:: Instructions for the task ::
Please convert the stretch below, from the line containing "Objective: for every instance of the white track" through the end of the rows, into a Markdown table with two columns, No. and Text. Put each line's number under No. and the line under Text, and leave out blank lines.
━━━━━ Source material
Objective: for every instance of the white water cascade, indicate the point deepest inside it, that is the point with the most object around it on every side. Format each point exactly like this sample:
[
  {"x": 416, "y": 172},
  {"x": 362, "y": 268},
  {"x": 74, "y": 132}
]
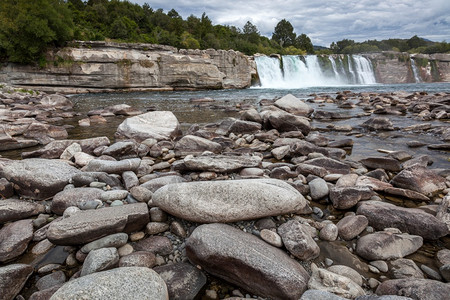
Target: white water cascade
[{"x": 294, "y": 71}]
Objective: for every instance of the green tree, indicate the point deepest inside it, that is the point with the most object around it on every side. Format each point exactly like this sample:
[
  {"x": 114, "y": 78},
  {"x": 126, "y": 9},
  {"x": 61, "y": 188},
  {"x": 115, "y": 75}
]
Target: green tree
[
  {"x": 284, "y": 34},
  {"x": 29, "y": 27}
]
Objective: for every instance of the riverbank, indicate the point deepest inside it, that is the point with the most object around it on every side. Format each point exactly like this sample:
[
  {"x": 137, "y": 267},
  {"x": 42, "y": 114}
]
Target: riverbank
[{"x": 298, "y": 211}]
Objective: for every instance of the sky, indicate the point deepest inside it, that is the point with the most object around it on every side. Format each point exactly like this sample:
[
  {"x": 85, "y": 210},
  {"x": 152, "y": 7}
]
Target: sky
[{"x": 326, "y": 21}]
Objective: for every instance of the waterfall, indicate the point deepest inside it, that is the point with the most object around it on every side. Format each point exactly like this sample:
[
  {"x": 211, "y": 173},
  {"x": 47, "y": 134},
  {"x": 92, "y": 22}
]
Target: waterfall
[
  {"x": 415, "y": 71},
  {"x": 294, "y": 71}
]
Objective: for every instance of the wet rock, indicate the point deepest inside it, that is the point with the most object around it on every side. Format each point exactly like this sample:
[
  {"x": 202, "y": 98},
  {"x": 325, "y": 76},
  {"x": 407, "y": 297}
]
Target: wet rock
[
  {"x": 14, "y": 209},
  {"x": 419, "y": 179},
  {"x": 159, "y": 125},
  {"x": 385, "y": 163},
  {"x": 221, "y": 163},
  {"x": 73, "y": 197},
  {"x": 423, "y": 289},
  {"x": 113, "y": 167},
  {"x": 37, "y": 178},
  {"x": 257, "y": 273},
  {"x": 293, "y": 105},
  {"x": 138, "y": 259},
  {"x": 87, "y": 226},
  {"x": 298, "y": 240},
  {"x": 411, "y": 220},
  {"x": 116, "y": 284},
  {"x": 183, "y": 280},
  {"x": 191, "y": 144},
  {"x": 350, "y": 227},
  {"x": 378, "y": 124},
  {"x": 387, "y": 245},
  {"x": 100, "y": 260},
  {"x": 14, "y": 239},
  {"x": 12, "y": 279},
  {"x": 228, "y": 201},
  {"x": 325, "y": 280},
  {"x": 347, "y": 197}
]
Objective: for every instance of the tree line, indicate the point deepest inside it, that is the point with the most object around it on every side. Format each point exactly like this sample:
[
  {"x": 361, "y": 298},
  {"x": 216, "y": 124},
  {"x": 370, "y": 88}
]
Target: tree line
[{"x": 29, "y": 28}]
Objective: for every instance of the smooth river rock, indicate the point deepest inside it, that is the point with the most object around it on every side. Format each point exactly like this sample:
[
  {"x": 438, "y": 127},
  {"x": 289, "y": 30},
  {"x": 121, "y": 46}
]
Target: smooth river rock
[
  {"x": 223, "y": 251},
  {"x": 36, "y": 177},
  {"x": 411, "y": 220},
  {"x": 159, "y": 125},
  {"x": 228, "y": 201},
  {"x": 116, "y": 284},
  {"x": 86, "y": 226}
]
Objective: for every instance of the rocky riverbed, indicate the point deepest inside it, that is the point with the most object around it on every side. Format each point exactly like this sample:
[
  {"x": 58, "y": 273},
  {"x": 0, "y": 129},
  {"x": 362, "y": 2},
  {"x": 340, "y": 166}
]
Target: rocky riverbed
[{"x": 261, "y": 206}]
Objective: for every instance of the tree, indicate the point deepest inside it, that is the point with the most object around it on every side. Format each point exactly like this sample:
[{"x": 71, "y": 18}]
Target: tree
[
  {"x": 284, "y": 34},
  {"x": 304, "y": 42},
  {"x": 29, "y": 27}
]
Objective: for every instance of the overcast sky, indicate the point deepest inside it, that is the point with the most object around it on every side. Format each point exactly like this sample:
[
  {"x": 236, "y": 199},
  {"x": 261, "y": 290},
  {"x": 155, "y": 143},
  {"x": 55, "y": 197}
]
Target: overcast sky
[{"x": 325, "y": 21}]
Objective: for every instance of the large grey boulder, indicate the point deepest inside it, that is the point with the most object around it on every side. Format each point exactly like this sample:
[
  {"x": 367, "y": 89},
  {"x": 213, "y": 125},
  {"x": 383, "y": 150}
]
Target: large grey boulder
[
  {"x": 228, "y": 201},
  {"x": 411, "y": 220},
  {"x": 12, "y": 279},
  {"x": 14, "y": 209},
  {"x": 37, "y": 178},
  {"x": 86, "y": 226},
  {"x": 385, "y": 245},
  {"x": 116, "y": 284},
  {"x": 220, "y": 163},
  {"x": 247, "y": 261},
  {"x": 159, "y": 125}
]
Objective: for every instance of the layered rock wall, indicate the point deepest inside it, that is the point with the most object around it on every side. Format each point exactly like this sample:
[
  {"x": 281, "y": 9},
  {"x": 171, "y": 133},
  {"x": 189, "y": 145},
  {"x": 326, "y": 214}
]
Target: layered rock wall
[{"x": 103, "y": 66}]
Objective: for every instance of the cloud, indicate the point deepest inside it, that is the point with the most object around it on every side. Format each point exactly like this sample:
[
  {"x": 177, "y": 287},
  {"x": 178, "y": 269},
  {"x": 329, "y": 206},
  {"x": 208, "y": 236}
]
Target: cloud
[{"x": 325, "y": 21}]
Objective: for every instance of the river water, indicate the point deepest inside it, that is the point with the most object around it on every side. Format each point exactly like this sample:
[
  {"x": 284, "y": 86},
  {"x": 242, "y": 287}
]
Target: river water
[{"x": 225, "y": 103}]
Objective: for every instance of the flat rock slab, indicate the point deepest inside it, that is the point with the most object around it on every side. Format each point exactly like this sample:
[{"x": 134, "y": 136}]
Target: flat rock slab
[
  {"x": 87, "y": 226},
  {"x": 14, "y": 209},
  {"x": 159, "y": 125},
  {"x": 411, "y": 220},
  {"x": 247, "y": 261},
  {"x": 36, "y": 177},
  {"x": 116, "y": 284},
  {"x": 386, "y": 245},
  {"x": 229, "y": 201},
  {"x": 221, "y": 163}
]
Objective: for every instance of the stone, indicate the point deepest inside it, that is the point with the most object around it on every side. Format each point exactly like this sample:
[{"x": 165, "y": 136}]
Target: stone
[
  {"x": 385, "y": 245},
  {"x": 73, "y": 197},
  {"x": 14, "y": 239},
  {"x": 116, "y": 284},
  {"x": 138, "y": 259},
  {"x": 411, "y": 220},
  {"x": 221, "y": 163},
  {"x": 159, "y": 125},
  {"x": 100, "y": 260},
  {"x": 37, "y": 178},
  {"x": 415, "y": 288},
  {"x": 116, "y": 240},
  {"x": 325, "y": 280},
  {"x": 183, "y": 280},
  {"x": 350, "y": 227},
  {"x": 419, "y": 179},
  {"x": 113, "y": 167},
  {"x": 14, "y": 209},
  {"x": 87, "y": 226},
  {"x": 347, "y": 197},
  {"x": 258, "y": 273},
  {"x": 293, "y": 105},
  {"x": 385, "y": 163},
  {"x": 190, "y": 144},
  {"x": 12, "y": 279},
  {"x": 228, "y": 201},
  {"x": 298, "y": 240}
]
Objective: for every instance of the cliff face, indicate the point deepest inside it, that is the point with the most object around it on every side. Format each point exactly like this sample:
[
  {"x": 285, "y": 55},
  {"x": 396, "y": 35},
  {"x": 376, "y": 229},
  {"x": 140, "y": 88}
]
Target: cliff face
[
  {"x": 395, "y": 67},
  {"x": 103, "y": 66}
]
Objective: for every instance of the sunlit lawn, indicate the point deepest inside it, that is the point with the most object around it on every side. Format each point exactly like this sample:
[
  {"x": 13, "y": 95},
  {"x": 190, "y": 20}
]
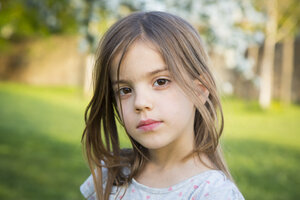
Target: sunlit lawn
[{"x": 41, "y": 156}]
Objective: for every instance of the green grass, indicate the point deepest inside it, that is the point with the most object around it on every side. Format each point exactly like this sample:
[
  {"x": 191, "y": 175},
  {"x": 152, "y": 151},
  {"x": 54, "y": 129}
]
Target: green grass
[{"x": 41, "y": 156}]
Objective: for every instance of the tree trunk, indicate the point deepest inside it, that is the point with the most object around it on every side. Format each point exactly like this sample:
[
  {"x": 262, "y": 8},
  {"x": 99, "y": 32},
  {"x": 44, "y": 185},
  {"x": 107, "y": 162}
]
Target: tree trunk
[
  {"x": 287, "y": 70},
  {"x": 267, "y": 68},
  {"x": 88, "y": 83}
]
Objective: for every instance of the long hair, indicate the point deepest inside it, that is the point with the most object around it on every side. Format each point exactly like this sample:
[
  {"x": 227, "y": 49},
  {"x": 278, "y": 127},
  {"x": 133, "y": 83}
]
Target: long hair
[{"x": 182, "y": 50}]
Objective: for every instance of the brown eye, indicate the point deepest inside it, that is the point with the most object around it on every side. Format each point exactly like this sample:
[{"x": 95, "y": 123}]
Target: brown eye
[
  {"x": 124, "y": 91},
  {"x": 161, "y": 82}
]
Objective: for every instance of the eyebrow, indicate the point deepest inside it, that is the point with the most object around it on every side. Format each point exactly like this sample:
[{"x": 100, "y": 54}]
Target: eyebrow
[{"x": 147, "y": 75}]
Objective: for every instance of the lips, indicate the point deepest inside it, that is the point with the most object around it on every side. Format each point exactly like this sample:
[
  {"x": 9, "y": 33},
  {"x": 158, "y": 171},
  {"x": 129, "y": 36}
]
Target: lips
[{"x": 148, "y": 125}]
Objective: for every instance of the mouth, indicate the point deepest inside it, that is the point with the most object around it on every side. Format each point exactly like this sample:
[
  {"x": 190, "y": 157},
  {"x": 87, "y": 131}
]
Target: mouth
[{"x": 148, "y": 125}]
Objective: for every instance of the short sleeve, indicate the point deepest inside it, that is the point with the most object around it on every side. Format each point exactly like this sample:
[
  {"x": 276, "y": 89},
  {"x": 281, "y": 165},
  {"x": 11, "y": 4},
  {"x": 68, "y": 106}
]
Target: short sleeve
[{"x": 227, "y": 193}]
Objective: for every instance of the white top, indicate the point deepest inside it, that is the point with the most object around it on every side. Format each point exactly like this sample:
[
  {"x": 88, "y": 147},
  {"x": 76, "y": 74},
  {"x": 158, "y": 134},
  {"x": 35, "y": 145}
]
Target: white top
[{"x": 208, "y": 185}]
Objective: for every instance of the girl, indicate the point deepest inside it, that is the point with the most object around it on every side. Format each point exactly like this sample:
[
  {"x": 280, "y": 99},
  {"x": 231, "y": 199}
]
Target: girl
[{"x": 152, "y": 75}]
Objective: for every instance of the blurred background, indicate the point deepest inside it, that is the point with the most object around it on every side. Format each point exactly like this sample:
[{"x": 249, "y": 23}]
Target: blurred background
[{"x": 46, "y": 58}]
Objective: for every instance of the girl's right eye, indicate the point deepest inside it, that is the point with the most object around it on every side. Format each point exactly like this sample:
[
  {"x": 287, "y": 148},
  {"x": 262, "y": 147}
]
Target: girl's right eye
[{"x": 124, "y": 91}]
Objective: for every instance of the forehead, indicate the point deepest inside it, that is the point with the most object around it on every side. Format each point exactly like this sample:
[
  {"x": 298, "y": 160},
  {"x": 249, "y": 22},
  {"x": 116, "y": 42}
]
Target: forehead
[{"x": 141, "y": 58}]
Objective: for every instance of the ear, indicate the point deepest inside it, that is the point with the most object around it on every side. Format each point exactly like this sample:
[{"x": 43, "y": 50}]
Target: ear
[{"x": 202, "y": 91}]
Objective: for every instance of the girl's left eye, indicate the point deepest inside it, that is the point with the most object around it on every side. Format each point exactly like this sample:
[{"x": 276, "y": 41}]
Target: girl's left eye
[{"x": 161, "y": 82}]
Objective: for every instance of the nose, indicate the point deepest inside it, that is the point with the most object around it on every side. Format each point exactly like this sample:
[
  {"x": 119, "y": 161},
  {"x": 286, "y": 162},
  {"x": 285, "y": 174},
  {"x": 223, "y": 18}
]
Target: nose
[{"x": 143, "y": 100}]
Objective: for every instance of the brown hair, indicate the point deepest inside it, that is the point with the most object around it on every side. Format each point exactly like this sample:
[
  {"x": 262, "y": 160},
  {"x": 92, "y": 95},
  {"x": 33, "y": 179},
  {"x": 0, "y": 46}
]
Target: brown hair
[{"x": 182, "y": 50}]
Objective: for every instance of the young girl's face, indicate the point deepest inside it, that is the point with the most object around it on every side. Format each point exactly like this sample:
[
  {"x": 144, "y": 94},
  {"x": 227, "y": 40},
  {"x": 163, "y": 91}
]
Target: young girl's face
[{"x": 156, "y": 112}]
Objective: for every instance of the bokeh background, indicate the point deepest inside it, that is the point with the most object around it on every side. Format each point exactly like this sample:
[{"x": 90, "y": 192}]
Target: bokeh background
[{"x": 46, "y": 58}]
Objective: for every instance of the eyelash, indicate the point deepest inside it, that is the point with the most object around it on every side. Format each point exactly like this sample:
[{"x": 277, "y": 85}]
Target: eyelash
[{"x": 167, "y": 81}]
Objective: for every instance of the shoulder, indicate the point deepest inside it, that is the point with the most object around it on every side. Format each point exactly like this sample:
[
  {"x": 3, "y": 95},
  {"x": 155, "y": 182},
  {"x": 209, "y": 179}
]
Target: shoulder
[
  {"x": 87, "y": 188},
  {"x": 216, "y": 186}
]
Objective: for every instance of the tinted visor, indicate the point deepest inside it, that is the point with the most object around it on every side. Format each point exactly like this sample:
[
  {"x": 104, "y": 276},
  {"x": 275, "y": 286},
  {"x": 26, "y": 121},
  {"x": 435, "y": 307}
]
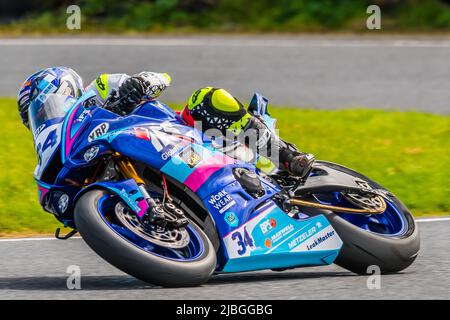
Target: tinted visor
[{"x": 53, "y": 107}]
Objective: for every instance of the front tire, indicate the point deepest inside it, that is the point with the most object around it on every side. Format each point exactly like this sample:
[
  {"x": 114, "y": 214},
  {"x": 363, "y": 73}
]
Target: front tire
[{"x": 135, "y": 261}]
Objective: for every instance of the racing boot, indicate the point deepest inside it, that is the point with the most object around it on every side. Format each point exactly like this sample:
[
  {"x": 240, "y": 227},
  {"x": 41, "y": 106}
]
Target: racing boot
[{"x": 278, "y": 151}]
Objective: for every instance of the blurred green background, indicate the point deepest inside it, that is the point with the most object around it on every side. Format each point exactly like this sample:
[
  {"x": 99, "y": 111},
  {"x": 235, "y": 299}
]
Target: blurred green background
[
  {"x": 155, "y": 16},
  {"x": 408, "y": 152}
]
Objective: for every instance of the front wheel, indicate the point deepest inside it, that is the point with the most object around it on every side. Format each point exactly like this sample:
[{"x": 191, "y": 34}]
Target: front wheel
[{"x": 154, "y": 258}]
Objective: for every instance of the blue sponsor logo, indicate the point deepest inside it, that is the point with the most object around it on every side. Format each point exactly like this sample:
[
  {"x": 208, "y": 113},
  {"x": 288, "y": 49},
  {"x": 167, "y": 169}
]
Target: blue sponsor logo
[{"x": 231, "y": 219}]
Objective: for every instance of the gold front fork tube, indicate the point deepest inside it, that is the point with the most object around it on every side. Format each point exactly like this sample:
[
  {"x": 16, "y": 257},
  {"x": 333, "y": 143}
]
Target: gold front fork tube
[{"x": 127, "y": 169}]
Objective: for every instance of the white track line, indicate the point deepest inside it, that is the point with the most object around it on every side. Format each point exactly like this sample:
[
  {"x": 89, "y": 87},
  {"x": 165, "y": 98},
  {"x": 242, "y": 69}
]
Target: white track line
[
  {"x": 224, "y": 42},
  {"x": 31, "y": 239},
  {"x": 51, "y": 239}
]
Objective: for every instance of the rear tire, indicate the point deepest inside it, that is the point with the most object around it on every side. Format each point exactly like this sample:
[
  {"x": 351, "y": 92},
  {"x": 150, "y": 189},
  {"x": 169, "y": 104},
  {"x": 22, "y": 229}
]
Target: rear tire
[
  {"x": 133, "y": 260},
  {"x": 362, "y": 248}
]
━━━━━━━━━━
:: Finished task ::
| No. | Text |
|---|---|
| 1 | Objective: for every instance of the white track line, indicate the point deepest inside it, that is the point with the most object around it on every side. Format each point exactly like this sample: |
| 2 | [ |
| 3 |   {"x": 89, "y": 87}, |
| 4 |   {"x": 165, "y": 98}, |
| 5 |   {"x": 242, "y": 69} |
| 6 | ] |
| 7 | Target: white track line |
| 8 | [ |
| 9 |   {"x": 224, "y": 42}, |
| 10 |   {"x": 31, "y": 239}, |
| 11 |   {"x": 51, "y": 239} |
| 12 | ] |
| 13 | Objective: for every instance of the rear tire, indicate the point deepest inside it, that is the point with the most object around it on every side. Format each point exactly like this sample: |
| 14 | [ |
| 15 |   {"x": 351, "y": 92}, |
| 16 |   {"x": 150, "y": 189}, |
| 17 |   {"x": 169, "y": 104}, |
| 18 |   {"x": 22, "y": 229} |
| 19 | ] |
| 20 | Target: rear tire |
| 21 | [ |
| 22 |   {"x": 133, "y": 260}, |
| 23 |   {"x": 362, "y": 248} |
| 24 | ] |